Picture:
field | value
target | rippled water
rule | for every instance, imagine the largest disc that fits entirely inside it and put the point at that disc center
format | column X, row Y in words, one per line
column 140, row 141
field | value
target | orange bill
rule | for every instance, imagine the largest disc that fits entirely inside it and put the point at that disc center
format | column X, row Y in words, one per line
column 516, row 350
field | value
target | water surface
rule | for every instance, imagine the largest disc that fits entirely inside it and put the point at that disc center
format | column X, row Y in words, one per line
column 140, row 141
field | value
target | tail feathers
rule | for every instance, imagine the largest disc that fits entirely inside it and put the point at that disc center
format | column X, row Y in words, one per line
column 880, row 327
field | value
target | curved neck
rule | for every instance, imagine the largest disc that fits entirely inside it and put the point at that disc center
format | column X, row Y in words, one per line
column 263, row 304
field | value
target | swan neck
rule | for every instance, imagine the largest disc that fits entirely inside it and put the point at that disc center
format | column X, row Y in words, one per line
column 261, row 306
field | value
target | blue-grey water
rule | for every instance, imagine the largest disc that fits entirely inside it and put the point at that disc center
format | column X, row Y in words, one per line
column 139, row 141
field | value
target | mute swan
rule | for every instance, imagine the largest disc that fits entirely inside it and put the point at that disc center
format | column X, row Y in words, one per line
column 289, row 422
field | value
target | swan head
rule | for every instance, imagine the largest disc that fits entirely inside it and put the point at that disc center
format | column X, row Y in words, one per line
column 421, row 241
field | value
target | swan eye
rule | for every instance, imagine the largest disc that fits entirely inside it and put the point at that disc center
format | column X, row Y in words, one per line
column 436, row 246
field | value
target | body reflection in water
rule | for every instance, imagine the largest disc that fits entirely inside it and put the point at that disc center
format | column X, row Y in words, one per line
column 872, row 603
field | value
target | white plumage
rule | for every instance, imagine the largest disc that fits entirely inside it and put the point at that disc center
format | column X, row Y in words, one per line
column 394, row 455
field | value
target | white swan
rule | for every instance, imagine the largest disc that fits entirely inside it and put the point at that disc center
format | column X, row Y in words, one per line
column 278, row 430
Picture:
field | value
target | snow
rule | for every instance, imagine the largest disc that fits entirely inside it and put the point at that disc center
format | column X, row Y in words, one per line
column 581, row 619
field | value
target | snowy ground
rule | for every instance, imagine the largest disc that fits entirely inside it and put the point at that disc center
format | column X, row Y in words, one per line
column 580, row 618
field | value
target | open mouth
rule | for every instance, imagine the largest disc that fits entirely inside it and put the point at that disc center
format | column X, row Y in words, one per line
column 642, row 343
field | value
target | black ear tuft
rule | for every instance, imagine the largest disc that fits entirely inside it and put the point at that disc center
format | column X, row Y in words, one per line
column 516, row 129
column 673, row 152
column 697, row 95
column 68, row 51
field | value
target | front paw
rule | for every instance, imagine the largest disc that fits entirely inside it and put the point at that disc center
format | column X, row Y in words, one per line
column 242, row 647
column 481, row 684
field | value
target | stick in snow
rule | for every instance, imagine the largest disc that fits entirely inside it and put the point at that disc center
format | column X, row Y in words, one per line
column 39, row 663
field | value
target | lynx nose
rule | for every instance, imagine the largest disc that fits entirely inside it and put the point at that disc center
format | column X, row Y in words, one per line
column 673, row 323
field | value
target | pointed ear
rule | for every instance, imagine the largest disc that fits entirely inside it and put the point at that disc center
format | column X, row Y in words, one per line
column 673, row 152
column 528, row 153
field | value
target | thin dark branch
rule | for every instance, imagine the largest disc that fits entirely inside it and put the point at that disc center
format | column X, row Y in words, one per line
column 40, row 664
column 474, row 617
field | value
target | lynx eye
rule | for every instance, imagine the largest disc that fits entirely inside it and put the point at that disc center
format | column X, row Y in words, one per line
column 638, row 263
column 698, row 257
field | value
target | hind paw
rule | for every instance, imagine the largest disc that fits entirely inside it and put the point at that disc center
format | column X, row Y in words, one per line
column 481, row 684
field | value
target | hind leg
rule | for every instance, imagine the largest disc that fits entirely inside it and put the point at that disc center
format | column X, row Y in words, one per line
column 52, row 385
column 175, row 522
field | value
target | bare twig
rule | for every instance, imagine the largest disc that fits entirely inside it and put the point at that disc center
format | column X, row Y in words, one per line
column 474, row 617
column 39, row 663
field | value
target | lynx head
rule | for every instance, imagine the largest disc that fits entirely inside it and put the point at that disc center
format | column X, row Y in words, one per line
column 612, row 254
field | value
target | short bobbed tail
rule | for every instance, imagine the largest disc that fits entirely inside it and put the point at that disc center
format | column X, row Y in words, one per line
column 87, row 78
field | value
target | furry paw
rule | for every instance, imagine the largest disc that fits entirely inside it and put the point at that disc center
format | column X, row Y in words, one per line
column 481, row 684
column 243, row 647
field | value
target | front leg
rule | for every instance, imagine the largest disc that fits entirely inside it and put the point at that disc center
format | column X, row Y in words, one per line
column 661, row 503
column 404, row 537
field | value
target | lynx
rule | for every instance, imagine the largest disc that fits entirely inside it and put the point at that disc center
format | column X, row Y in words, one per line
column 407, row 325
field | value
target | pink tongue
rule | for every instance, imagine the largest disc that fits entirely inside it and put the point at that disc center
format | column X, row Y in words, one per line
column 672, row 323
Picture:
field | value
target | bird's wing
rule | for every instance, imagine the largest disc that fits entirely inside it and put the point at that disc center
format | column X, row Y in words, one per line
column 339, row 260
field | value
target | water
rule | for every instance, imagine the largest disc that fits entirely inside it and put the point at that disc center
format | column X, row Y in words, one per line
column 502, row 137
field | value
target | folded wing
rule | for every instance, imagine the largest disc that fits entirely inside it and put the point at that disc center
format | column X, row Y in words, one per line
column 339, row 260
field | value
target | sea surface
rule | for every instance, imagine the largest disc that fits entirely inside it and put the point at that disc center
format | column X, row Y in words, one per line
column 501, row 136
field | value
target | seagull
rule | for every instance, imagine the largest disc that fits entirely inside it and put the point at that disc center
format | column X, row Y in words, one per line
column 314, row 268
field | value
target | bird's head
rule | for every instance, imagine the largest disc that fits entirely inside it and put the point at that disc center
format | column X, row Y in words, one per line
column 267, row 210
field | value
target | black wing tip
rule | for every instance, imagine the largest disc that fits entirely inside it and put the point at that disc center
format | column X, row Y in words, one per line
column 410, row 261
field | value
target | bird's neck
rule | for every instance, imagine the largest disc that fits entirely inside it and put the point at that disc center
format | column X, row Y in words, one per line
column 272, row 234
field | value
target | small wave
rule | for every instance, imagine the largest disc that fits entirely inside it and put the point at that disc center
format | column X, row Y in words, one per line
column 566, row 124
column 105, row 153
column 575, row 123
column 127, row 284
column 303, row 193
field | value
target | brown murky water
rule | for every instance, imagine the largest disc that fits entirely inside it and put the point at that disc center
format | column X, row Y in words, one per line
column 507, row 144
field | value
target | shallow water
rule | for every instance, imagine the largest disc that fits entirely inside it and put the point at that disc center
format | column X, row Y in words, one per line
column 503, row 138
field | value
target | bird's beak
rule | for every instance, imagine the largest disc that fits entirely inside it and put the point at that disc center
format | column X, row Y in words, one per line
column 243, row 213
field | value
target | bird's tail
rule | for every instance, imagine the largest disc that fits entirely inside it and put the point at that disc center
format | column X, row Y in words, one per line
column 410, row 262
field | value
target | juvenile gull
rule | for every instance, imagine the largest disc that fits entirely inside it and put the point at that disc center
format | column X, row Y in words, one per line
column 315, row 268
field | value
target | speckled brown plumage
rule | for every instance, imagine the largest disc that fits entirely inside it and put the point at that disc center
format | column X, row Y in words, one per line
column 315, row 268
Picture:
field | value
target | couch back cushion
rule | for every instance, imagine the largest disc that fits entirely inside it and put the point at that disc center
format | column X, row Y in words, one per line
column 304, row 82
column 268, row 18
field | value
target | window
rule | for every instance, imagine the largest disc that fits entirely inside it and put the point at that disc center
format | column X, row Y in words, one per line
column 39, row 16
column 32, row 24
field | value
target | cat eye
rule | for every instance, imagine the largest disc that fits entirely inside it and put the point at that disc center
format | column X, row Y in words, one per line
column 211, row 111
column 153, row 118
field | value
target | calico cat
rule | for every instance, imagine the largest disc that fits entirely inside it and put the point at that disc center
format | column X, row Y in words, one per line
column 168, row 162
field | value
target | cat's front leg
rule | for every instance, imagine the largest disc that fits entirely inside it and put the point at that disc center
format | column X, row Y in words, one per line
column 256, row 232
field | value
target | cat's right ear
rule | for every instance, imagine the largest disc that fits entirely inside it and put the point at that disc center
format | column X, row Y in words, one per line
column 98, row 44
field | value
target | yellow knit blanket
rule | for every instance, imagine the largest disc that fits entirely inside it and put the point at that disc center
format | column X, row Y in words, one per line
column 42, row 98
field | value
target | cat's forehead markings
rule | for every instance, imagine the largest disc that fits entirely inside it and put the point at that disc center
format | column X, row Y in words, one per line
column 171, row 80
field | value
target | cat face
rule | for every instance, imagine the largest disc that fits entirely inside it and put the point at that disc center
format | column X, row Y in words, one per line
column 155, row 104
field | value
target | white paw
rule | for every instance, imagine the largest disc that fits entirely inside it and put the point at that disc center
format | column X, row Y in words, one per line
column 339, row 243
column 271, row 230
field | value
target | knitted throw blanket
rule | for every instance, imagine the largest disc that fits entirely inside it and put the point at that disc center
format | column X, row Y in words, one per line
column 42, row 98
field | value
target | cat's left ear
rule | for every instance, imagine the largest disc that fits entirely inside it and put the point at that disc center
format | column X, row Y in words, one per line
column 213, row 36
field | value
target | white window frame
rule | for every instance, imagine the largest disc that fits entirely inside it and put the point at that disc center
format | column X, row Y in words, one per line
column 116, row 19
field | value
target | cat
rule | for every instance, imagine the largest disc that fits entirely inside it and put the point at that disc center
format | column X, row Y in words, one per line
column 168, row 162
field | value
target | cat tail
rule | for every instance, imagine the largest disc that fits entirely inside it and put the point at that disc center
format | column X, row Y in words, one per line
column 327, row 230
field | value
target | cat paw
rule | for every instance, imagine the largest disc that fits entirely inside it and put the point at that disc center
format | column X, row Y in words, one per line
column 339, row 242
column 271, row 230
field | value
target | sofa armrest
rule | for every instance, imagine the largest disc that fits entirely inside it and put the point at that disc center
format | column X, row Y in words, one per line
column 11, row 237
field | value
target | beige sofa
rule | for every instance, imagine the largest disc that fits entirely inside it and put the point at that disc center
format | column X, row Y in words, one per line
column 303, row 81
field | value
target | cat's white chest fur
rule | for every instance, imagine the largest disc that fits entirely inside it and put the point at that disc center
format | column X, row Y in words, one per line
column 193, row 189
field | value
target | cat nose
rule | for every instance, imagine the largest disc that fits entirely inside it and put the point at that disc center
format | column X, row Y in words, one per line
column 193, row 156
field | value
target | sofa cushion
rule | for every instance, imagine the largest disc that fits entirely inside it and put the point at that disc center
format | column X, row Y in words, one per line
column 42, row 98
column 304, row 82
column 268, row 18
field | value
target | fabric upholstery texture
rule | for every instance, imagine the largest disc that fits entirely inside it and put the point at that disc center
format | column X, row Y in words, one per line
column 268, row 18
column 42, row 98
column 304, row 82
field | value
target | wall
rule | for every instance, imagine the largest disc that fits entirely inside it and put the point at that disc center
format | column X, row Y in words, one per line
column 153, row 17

§ §

Starting at the first line of the records and ending at the line that contains "column 421, row 241", retype every line without any change, including both of those end lines.

• _Result of this task_
Picture:
field | value
target | rippled water
rule | for every instance, imagine the largest disc that fits entirely inside it and put the point at that disc center
format | column X, row Y in words, one per line
column 140, row 141
field | value
target | orange bill
rule | for every instance, imagine the largest disc that fits entirely inside it and put the point at that disc center
format | column X, row Y in words, one per line
column 516, row 350
field | value
target | water surface
rule | for every instance, imagine the largest disc that fits entirely inside it and put the point at that disc center
format | column X, row Y in words, one per line
column 140, row 141
field | value
target | tail feathers
rule | for every instance, imagine the largest disc that fits entirely inside it and put the point at that disc center
format | column X, row Y in words, one per line
column 880, row 327
field | value
target | curved neck
rule | for every instance, imagine the largest disc that fits entirely inside it and put the point at that disc center
format | column X, row Y in words, one per line
column 263, row 304
field | value
target | swan neck
rule | for every instance, imagine the largest disc that fits entirely inside it and put the point at that disc center
format | column X, row Y in words, one per line
column 261, row 306
field | value
target | blue-grey water
rule | for every instance, imagine the largest disc that fits entirely inside it and put the point at that disc center
format | column X, row Y in words, one per line
column 139, row 141
field | value
target | mute swan
rule | for every instance, imagine the largest disc that fits entirely inside it and put the point at that disc center
format | column X, row Y in words, one per line
column 289, row 422
field | value
target | swan head
rule | for every instance, imagine the largest disc that fits entirely inside it and put the point at that disc center
format | column X, row Y in words, one per line
column 421, row 241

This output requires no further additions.